> **Excerpt to read**
§ §
Next, have a helper rotate the passenger’s-side wheel (axle) in a
forward direction until it stops and hold it. This side is now
locked. Now, rotate the driver’s-side wheel in the opposite
(reverse) direction. The Lock-Right should click as the Coupler
attached to the axle rotates. Now have your helper rotate the same
wheel in a reverse direction until it stops and hold it. Now, rotate
the driver’s-side wheel in the opposite (forward) direction and
again you should hear the clicking sound. Have your helper change
sides and perform the same test. If your measurements and tests have
been successfully completed the unit has been installed correctly
and you are now ready to install the differential cover and add the
required amount of fluid. If you have any questions or concerns
about your installation, please contact Powertrax at 1-800-Lockers
(562-5377). Powertrax recommends normal gear oil with no additive
required. I use 75-90 wt., but you can use a heavier oil like 85-140
to minimize the clicking sound from the Couplers if you are in a
warmer
environment. |
Driving
Impressions
I have used this model of
Lock-Right in both an automatic and a 5-spd manual transmission.
§ §
> **Written task 1**
How would you put this sentence from the Lock-Right installation text into Spanish: "Powertrax recommends normal gear oil with no additive required."?
> **Written task 2**
Can you proceed with the Lock-Right installation text, picking up after its last sentence under the driving impressions heading?
§ §
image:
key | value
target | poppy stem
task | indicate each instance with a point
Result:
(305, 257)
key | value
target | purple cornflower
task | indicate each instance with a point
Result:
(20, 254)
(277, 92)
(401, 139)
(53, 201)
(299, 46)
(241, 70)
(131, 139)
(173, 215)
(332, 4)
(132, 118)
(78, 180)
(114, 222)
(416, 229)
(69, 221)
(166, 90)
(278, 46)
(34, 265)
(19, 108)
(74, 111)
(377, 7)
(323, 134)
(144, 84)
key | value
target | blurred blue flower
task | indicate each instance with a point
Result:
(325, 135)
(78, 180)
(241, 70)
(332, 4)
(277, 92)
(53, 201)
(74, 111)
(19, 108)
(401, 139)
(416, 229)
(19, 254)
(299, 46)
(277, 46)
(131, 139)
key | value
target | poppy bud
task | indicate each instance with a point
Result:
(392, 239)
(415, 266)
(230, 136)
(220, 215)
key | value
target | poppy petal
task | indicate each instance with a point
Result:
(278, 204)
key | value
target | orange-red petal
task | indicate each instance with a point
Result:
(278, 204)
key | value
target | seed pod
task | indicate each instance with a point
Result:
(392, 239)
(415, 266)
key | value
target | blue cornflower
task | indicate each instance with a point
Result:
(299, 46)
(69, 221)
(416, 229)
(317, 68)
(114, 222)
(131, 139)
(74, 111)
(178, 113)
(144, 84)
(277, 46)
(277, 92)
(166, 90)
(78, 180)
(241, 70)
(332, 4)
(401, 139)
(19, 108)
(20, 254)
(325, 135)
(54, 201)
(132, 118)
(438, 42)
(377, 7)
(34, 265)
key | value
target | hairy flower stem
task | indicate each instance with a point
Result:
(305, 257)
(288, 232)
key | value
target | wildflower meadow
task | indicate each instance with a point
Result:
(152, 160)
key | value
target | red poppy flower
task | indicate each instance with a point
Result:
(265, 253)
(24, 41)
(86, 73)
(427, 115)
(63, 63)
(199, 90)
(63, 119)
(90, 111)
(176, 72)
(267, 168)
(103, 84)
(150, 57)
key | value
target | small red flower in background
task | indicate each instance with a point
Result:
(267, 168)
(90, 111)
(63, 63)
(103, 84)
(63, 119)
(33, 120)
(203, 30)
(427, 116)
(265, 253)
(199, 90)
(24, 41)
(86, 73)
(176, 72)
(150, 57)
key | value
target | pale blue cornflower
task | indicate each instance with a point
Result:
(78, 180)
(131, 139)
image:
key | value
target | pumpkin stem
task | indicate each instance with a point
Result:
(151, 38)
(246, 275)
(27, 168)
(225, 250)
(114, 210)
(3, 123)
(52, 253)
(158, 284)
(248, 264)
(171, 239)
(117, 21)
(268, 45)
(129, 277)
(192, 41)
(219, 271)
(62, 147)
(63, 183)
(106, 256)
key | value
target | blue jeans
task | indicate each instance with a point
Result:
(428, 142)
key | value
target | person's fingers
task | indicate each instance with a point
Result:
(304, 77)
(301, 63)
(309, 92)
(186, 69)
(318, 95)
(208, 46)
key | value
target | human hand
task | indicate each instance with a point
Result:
§ §
> **Reply 1**
Powertrax recomienda aceite de engranajes normal, sin necesidad de aditivos.

> **Reply 2**
When driving the automatic vehicle on the street, the Lock-Right is
almost not even noticeable. If you try to accelerate too quickly in
a corner you can get the unit to lock up, and you may hear chirping
in the turn. This is the only time I have been able to notice a
difference, other than off-road. The 5-spd is a different story
completely. The manual transmission has no fluid coupling (torque
converter) so it’s much easier to get the unit to lock up. Driving
habits will have to be slightly altered in order to avoid certain
mildly annoying characteristics of the locker. You’ll notice that if
you drive slowly in first gear and make a turn (like in a parking
lot) the vehicle will tend to "buck". This is remedied by taking it
out of gear around those types of turns and coasting through them. I
do it unconsciously now that I have driven the truck a while with it
installed. Overall, even with these little "quirks", I love the unit
and I’ve never had any problems with either axles I have them
installed in. The added off-road capability they give you more than
justifies the slightly different driving technique required. |
Finally...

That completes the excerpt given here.